Wherever the string "instance" appears in the records, return the line that holds it.

PROVIDED MATERIAL.
● ● ● ● ●

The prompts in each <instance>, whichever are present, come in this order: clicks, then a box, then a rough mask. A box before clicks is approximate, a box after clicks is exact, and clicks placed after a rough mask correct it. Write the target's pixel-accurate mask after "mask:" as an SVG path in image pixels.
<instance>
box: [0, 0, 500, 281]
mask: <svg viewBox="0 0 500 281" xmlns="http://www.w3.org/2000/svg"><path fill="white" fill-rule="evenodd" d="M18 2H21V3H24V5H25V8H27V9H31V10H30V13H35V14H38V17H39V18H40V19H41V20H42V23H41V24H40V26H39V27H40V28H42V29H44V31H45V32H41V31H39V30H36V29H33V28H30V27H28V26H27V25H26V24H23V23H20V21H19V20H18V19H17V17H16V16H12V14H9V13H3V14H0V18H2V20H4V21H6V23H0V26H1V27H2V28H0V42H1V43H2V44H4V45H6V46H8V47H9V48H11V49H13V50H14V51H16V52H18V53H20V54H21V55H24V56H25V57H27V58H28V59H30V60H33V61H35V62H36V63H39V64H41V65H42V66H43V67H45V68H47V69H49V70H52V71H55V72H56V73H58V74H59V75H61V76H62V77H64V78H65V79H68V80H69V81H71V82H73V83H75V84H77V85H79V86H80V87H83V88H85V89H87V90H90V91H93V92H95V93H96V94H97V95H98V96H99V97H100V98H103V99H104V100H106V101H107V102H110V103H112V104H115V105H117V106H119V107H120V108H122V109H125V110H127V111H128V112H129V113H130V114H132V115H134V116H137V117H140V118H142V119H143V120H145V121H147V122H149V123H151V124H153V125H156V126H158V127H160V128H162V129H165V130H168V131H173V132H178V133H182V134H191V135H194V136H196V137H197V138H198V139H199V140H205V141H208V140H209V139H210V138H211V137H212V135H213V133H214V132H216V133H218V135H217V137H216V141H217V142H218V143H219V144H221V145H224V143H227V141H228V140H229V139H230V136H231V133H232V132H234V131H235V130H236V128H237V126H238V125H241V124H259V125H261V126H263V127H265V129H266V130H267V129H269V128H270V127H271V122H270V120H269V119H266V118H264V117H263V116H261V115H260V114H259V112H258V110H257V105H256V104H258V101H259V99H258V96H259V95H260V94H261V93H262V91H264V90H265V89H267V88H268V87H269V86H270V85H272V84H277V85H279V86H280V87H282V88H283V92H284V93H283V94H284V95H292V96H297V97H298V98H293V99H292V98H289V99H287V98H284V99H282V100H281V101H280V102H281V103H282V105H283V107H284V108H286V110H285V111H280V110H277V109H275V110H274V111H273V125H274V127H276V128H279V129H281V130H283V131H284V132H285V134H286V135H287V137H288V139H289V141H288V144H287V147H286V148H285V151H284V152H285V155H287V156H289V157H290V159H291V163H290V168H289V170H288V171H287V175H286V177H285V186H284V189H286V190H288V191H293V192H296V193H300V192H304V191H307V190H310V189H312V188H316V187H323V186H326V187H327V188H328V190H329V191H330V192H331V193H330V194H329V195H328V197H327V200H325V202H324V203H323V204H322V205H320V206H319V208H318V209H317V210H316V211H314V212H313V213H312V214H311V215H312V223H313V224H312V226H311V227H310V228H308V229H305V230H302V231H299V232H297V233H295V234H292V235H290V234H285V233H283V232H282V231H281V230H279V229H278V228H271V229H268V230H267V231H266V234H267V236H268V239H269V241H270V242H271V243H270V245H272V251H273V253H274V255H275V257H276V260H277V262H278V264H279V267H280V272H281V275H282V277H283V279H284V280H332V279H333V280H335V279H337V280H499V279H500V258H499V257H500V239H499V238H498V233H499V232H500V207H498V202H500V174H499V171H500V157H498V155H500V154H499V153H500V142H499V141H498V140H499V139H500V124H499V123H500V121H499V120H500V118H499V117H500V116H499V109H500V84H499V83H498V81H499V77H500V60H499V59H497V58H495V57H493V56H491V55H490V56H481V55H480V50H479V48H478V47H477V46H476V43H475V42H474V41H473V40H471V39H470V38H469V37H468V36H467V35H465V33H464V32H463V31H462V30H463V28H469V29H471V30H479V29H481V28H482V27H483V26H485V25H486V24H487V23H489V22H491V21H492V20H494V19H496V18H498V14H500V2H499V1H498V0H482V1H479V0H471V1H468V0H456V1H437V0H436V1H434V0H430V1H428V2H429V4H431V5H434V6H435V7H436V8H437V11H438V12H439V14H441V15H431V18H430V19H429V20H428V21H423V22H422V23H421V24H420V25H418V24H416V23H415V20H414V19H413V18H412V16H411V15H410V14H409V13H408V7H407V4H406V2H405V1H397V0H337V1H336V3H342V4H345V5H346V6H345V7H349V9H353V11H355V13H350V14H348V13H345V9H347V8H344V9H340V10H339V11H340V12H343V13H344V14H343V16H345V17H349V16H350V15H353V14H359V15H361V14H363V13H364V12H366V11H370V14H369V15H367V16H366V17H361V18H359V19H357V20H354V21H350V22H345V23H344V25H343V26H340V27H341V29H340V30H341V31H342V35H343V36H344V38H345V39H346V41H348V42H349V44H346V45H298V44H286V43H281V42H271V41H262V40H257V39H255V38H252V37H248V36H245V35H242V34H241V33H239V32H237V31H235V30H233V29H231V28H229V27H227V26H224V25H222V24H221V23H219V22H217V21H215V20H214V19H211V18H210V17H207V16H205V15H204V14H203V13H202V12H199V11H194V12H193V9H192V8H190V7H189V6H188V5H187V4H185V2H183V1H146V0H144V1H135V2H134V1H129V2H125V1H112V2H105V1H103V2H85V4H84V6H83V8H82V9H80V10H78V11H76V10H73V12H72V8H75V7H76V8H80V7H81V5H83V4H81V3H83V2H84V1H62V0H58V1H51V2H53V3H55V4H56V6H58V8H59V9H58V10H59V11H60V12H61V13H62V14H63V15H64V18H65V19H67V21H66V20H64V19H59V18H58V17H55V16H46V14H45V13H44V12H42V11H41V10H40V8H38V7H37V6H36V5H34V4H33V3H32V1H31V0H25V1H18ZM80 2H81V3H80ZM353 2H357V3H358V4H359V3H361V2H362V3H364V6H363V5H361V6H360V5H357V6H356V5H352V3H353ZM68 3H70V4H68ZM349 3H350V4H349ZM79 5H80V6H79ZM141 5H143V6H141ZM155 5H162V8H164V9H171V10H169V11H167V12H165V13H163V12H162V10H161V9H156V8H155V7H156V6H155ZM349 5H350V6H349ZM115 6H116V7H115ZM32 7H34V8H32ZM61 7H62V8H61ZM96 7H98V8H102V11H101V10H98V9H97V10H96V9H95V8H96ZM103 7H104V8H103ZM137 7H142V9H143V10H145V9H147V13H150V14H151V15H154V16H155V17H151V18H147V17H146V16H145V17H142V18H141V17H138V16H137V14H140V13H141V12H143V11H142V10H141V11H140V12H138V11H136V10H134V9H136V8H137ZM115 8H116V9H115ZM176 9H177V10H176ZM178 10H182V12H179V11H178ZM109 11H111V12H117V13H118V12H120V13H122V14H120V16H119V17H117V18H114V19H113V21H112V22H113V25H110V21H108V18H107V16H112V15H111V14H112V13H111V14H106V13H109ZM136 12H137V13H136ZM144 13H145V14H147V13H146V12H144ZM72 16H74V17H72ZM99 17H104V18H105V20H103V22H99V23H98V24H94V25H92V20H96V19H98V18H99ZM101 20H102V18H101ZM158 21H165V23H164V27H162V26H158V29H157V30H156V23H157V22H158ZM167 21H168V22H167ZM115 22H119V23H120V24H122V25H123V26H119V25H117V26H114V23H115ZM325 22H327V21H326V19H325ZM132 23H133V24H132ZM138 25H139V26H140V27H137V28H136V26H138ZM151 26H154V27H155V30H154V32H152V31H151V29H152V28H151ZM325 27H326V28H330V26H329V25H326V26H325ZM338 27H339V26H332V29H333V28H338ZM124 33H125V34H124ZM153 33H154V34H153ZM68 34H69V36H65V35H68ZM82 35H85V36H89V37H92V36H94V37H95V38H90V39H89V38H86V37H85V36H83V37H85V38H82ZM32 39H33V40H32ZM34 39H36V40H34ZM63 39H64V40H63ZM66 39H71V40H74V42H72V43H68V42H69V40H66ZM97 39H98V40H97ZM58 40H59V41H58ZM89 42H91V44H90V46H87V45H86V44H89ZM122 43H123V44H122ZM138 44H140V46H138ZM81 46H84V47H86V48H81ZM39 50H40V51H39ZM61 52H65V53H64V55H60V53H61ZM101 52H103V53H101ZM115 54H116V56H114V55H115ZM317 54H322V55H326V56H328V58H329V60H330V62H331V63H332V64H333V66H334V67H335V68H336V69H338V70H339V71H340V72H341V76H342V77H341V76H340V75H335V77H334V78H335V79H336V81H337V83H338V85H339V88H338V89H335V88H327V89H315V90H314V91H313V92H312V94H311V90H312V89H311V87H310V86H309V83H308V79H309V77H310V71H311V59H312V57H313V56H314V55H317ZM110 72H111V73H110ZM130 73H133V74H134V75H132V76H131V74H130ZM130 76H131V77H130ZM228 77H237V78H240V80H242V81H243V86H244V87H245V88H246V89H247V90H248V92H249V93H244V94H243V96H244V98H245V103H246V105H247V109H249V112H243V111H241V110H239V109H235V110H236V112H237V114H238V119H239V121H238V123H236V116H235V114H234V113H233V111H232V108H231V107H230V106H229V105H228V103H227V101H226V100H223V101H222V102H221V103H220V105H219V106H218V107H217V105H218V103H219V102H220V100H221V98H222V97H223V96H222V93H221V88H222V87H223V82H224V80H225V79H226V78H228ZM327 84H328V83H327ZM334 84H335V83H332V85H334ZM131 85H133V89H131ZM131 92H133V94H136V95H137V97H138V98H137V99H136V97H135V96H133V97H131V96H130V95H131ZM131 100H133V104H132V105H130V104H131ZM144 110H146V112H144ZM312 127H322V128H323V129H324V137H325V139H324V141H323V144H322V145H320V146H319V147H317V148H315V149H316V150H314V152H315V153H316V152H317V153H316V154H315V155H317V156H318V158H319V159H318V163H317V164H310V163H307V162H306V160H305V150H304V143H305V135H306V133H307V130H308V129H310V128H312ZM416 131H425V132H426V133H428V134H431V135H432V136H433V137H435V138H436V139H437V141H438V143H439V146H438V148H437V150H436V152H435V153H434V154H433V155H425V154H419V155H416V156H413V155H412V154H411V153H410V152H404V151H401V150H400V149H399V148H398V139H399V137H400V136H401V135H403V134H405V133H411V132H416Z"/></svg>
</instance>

● ● ● ● ●

TASK SOLUTION.
The prompts in each <instance>, whichever are present, come in this order: clicks, then a box, then a rough mask. A box before clicks is approximate, a box after clicks is exact, and clicks placed after a rough mask correct it. Write the target's pixel-accurate mask after "mask:" as an SVG path in image pixels.
<instance>
</instance>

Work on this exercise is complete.